## ASSIGNMENT
Report each line of the material below where the word "stone" can be found.

## AVAILABLE DATA
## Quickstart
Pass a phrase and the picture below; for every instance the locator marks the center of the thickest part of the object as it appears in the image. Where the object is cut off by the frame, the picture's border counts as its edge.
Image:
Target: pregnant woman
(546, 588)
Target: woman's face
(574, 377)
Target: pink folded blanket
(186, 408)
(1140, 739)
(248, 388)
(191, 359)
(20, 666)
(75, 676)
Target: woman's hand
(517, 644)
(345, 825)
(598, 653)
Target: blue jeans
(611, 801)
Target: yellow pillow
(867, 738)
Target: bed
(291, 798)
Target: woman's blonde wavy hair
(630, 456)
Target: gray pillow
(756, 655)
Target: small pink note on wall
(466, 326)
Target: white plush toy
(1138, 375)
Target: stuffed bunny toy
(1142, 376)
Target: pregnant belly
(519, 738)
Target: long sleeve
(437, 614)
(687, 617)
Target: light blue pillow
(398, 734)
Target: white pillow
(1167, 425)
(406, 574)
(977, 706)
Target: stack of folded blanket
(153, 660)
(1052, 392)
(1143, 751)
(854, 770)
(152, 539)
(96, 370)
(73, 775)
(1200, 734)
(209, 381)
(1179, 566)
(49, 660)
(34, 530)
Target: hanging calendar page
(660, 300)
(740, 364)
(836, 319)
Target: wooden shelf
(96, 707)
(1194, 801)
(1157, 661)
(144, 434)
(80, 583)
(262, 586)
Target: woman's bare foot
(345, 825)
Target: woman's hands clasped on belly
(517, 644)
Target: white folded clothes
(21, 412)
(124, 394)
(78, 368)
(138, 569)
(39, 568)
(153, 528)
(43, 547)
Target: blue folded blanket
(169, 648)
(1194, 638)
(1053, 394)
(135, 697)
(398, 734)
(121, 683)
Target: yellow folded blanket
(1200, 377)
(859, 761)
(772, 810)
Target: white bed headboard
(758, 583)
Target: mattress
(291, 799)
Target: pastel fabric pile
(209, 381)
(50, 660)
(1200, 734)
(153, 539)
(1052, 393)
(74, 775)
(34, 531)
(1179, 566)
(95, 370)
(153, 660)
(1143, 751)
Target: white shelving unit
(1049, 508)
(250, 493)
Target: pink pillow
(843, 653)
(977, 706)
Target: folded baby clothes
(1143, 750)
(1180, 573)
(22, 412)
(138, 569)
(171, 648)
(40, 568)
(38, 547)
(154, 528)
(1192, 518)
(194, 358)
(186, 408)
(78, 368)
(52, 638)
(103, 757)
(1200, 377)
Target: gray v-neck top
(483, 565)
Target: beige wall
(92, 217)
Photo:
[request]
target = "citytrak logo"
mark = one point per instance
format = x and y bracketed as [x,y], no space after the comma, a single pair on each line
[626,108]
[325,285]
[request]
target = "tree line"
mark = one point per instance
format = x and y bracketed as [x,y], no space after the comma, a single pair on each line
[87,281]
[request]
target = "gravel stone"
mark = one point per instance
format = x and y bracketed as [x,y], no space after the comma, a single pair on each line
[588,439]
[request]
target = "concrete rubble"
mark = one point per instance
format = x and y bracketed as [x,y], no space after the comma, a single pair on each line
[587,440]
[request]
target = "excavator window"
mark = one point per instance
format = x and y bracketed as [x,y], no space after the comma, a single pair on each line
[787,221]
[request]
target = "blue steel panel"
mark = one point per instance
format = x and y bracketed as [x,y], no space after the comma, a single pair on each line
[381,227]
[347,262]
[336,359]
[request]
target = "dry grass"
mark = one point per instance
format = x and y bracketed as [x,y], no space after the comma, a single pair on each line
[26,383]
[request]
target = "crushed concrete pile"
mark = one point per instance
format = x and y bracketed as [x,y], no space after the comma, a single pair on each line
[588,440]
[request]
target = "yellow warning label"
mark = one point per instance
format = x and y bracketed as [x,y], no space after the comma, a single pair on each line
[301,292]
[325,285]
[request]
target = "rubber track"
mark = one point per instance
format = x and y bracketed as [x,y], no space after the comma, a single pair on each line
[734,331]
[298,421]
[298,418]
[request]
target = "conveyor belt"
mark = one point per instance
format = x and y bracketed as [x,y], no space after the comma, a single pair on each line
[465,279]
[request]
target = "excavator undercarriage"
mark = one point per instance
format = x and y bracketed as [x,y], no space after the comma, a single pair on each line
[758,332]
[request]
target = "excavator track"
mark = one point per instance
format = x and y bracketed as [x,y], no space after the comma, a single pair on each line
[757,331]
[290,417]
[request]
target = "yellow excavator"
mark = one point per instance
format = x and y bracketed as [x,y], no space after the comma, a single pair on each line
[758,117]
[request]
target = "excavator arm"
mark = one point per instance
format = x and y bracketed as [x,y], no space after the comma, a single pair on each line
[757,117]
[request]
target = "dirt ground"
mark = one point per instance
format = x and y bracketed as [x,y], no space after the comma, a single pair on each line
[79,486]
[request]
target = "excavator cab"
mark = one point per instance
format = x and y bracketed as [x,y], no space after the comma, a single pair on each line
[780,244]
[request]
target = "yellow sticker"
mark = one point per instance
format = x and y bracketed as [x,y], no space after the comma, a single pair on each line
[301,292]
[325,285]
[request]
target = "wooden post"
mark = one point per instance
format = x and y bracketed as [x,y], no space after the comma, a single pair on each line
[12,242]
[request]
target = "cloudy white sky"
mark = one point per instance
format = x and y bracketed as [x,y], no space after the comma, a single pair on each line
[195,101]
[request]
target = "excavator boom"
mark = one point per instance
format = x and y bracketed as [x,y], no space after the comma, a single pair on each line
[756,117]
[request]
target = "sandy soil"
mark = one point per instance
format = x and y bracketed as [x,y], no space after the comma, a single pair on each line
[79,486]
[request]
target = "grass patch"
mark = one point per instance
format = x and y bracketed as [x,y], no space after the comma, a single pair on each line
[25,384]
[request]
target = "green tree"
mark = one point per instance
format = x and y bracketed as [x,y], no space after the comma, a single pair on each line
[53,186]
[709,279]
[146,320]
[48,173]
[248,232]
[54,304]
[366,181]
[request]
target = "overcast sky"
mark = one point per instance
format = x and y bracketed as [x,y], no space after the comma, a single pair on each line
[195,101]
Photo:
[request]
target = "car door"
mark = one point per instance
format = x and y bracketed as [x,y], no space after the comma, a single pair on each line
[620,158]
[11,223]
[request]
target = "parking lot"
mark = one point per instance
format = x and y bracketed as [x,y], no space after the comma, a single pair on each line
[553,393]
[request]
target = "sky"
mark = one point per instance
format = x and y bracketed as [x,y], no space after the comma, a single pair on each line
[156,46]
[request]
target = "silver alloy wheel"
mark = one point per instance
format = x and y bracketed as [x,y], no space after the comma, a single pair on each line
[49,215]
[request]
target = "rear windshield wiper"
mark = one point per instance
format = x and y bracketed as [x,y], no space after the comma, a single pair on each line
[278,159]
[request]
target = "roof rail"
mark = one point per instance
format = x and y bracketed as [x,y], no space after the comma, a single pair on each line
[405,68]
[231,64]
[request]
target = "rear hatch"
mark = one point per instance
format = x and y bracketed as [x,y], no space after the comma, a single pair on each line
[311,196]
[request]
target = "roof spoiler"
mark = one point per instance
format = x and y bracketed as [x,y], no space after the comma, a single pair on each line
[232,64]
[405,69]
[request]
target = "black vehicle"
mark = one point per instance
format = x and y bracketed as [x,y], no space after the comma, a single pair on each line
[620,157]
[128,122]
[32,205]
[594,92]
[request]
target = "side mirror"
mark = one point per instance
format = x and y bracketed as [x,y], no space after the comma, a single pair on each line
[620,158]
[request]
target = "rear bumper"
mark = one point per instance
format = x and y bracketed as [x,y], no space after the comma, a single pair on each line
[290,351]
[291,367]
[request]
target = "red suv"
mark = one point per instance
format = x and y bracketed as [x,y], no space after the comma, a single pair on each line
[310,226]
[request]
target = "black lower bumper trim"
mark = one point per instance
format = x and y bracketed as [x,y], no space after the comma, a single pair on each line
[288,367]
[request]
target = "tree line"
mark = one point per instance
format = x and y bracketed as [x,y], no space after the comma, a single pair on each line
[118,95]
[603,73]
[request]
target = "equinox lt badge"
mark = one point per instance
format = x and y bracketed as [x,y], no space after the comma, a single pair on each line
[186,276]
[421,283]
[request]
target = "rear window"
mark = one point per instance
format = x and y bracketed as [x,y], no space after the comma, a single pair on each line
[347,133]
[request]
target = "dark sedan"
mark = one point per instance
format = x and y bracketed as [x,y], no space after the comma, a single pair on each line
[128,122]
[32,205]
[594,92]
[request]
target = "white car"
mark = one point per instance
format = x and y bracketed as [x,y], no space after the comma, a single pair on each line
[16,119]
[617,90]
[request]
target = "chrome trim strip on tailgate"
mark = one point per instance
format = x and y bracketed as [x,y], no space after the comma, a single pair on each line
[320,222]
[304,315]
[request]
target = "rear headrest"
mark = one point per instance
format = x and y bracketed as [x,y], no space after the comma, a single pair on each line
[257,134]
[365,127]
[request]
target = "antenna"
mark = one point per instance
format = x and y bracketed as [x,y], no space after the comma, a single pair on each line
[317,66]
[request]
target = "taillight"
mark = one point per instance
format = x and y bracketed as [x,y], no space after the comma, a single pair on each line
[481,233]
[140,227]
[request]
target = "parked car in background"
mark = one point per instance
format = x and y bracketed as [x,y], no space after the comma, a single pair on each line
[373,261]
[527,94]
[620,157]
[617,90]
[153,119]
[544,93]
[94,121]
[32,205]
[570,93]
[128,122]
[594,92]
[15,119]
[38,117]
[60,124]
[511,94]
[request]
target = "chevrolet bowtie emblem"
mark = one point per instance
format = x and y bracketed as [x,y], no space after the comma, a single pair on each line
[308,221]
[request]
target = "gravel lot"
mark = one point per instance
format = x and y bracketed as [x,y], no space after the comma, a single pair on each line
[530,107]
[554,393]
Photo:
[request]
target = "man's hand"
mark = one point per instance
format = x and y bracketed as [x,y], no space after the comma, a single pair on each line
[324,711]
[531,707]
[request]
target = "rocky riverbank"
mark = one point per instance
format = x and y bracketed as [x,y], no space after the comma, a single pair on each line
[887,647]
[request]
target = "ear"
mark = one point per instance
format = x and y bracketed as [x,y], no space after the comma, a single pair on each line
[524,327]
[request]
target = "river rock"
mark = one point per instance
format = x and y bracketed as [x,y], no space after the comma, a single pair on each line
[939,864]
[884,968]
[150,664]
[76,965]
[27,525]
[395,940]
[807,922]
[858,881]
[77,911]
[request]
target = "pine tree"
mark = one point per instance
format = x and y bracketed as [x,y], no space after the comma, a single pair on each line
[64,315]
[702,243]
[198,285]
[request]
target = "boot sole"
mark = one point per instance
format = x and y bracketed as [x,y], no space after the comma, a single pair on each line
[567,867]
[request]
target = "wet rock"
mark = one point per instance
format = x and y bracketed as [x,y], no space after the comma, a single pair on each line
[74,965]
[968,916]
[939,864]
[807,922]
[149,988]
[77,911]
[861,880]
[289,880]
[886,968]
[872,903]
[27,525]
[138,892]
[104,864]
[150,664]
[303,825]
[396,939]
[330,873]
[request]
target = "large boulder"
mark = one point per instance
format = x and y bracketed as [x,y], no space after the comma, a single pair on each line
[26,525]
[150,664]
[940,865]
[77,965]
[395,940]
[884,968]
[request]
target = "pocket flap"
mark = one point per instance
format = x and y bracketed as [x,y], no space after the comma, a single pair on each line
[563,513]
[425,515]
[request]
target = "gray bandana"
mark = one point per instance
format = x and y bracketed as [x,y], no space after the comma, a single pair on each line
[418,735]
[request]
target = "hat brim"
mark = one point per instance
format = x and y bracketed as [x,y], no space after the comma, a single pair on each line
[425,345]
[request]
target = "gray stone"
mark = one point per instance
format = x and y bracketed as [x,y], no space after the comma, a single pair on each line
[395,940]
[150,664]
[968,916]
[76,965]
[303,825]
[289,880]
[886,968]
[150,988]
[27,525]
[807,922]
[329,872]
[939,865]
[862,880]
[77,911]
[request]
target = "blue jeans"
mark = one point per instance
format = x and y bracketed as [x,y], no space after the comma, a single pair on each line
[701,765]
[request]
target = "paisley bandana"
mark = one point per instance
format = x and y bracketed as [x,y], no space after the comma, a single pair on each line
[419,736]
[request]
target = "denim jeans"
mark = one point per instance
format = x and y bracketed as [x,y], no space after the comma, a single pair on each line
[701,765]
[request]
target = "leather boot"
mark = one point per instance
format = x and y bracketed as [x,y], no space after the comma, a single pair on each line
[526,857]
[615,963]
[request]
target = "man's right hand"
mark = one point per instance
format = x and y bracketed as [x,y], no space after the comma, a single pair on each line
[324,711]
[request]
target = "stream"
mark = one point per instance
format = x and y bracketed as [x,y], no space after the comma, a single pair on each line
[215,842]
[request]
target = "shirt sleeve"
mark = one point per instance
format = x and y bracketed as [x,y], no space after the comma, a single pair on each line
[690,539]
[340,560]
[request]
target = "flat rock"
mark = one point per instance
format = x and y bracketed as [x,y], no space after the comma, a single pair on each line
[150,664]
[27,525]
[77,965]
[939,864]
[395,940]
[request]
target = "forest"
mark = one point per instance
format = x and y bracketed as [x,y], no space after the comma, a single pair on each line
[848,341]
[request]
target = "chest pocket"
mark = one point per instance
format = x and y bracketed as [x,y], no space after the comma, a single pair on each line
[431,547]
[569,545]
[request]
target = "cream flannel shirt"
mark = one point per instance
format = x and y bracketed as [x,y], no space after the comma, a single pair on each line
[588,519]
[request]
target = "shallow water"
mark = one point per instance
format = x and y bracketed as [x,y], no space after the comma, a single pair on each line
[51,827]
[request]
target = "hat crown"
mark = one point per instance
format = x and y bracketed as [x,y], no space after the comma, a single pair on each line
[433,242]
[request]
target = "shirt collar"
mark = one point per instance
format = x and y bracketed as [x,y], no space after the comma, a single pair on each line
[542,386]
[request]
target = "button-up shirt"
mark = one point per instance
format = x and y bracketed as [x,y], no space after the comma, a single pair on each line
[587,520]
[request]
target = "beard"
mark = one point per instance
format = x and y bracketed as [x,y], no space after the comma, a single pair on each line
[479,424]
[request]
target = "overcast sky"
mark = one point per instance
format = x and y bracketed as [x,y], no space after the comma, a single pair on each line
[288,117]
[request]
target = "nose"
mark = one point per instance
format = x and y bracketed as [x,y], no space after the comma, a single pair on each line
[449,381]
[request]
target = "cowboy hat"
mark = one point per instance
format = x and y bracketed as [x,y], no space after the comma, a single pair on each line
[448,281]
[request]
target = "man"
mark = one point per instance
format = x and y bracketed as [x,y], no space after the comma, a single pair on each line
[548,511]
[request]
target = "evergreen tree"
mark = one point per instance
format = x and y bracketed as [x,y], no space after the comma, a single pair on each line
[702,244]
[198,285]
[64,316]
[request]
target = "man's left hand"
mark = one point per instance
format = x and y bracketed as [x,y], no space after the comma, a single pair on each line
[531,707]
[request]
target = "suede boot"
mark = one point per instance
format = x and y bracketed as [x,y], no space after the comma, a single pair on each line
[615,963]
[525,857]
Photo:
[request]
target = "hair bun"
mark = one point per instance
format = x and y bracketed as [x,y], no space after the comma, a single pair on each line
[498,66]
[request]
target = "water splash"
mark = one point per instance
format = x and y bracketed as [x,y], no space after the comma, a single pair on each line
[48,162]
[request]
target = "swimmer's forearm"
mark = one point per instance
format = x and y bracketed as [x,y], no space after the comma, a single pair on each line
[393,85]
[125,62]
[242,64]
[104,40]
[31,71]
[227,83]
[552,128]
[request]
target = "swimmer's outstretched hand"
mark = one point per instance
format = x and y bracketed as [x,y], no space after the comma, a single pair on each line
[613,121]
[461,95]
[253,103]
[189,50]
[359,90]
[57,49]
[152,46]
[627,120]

## RESPONSE FOR THIS EXERCISE
target = "gravel stone"
target = "gray stone"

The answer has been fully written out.